- _Supplied text_

********************

MC: What were some of the first projects that you worked on in that vein?

BB: We were maybe mid-way through the first Animals Within Animals record when I discovered plunderphonics, so the first experiments were on the first two AWIA releases (Yard Ape, and Mono a Mono).

MC: When ECC started, I think they were doing work using a simple dual-cassette system. Did you ever do any of that? I am stealing the name of one of your greatest hits, “Mash Smarter Not Harder,” to title this interview; was that track made using simple editing software? Because, by the time you made “Bust A Groove” (a similar sort of track) you’d decided to use Ableton, is that correct?

BB: A bunch of the first AWIA record was made on a 4-track, and at least a couple of those tracks used a pause-button sampling technique, so that was effectively dual-cassette. Also, a lot of my earliest video work was done with simple pause-button editing; I didn’t have access to real editing equipment, so I would just hook the camera up to a VCR and edit that way. On some of those I was very loose about where my edits were; I would just fast foward to some point at random on my source tape and copy a clip over The Mash Smarter Not Harder EP and the first few tracks I recorded for A Huge Smash were done in Adobe Audition. But after a while, it got to the point where I just had too many cuts and the program crashed. When I lost a track and had to start it over, I switched to Ableton, which not only performed better but also made it easier to sync my edits to the beat.

MC: Now what about your personal history of glitch music? This one is a bit harder to pin down, perhaps?

BB: Yeah I can’t name a particular moment when I discovered glitch music or a particular artist or release. It was probably something off of the Mille Plateaux label, if I had to guess. The early M^2 records were an influence for me, as well as early Kid606 (but not anything he’s done in the last 10 years). My favorites are Lesser, DISC, and Farmers Manual… anything by them is great. Ryoji Ikeda is really good, too.

MC: An old film projectionist once remarked to me that “digital failure is absolute.” I guess he was frustrated… when analog equipment falters it still often gives you something (some image, some sound) and can be worked with. Whereas sometimes with a digital system it’s more of a black box situation where it’s either on (‘one’) or it’s off (‘zero’). Does the glitch represent a sort of exception to this? Can you talk about glitch in the context of this–perhaps mistaken–notion that digital failure is “absolute?”

BB: I wouldn’t say that digital failure is always absolute. Sometimes it is, like clipping versus analog distortion, where you hit a sort of peak and can’t break things any further. But it depends on the system, and the assumptions that engineers make when designing systems. An obvious example would be your TV going to a blue screen when the picture is bad, instead of showing snow as they used to. There’s no technical reason why a TV has to do that. Hardware manufacturers decided that nobody would really want to watch a heavily distorted picture, and designed their devices not to show one. I like to say that glitch art is like dancing on the edge of a broken system. You want to break things enough that it affects the output, but not so much that your tools stop working or the system fails altogether.

********************

- _Data_
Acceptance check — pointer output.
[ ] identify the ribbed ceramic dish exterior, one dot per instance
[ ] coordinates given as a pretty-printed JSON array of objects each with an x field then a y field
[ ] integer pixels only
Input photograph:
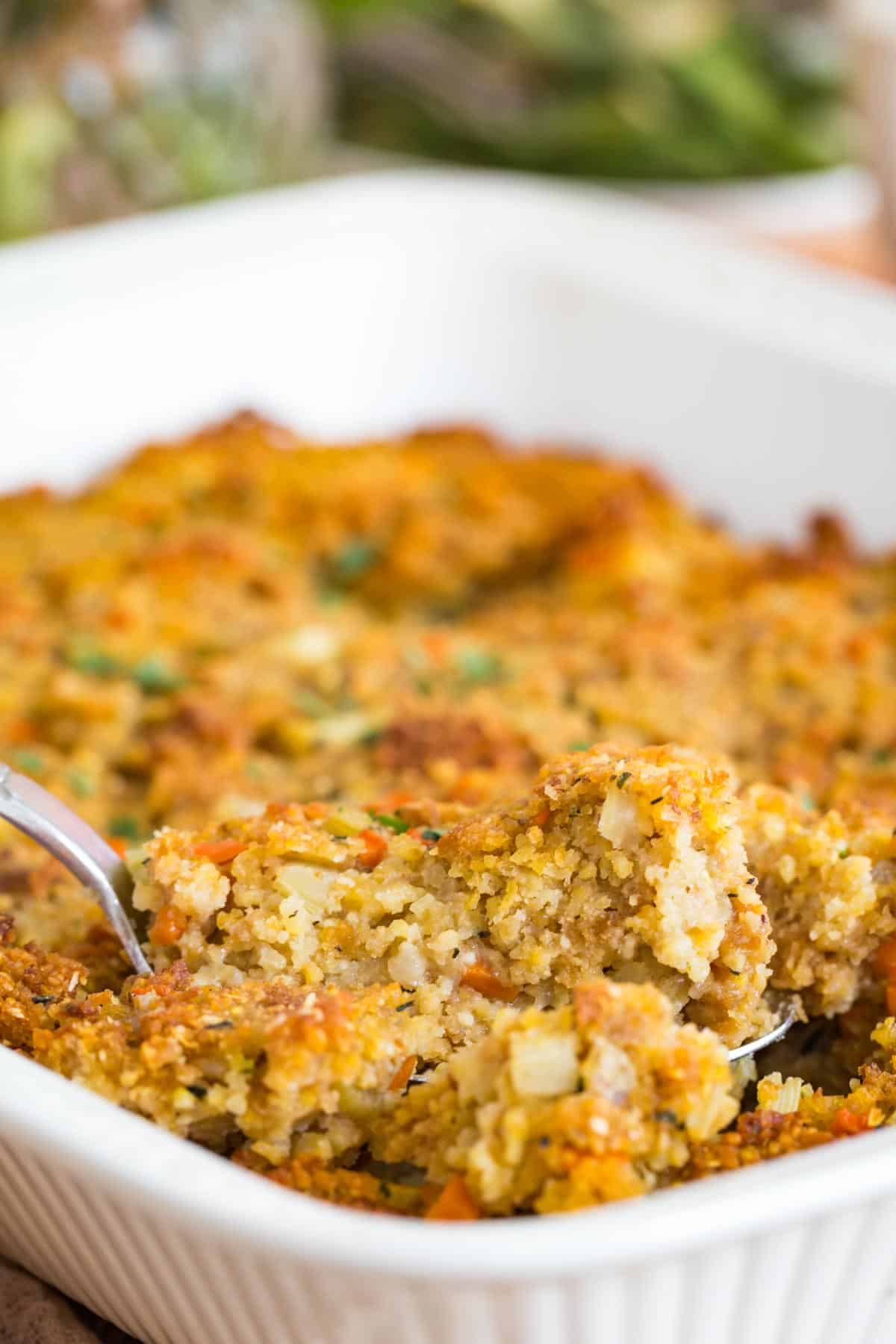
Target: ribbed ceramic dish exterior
[{"x": 355, "y": 308}]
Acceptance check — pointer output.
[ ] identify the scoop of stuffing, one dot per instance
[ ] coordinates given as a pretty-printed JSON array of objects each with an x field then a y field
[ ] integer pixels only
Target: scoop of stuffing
[
  {"x": 558, "y": 1110},
  {"x": 829, "y": 885},
  {"x": 628, "y": 865}
]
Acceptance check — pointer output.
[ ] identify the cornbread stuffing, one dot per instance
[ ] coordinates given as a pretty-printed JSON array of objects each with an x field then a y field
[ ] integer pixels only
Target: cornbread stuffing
[{"x": 477, "y": 803}]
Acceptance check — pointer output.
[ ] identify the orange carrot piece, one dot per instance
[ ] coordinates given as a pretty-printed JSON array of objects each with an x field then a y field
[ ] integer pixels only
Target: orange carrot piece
[
  {"x": 848, "y": 1122},
  {"x": 167, "y": 927},
  {"x": 487, "y": 983},
  {"x": 220, "y": 851},
  {"x": 403, "y": 1074},
  {"x": 374, "y": 848},
  {"x": 454, "y": 1203},
  {"x": 884, "y": 960}
]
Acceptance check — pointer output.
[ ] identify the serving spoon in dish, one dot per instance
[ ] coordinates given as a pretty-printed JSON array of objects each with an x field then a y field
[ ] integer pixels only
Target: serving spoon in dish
[
  {"x": 85, "y": 853},
  {"x": 78, "y": 847}
]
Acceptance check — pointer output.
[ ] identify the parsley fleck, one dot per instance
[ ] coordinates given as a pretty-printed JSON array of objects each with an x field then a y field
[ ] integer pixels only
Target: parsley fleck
[
  {"x": 391, "y": 821},
  {"x": 479, "y": 667},
  {"x": 87, "y": 656},
  {"x": 155, "y": 676},
  {"x": 354, "y": 559}
]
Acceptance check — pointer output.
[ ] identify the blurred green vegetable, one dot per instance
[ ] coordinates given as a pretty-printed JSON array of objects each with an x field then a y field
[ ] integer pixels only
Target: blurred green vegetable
[{"x": 628, "y": 89}]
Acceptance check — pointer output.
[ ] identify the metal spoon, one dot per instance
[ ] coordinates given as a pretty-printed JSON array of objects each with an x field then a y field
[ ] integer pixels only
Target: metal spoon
[
  {"x": 60, "y": 831},
  {"x": 70, "y": 840}
]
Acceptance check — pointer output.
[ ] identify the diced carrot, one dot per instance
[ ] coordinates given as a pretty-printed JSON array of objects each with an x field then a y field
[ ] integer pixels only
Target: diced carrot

********************

- _Activity list_
**A.** Rewrite the interview paragraph beginning "I wouldn't say that digital failure is always absolute" in a shorter form, keeping its main facts.
**B.** Duplicate the interview passage from "BB: A bunch" to "to the beat." word for word.
The items come from a different source than the interview.

- _Answers by task_
**A.** Digital failure isn't always absolute. Sometimes it is, as with clipping versus analog distortion, where you hit a peak and can't break things any further. But it depends on the system and on the assumptions engineers make when designing it. TVs now show a blue screen instead of snow when the picture is bad, not for any technical reason but because manufacturers decided nobody would want to watch a heavily distorted picture. Glitch art is like dancing on the edge of a broken system. You break things enough to affect the output, but not so much that your tools stop working or the system fails altogether.

**B.**
BB: A bunch of the first AWIA record was made on a 4-track, and at least a couple of those tracks used a pause-button sampling technique, so that was effectively dual-cassette. Also, a lot of my earliest video work was done with simple pause-button editing; I didn’t have access to real editing equipment, so I would just hook the camera up to a VCR and edit that way. On some of those I was very loose about where my edits were; I would just fast foward to some point at random on my source tape and copy a clip over The Mash Smarter Not Harder EP and the first few tracks I recorded for A Huge Smash were done in Adobe Audition. But after a while, it got to the point where I just had too many cuts and the program crashed. When I lost a track and had to start it over, I switched to Ableton, which not only performed better but also made it easier to sync my edits to the beat.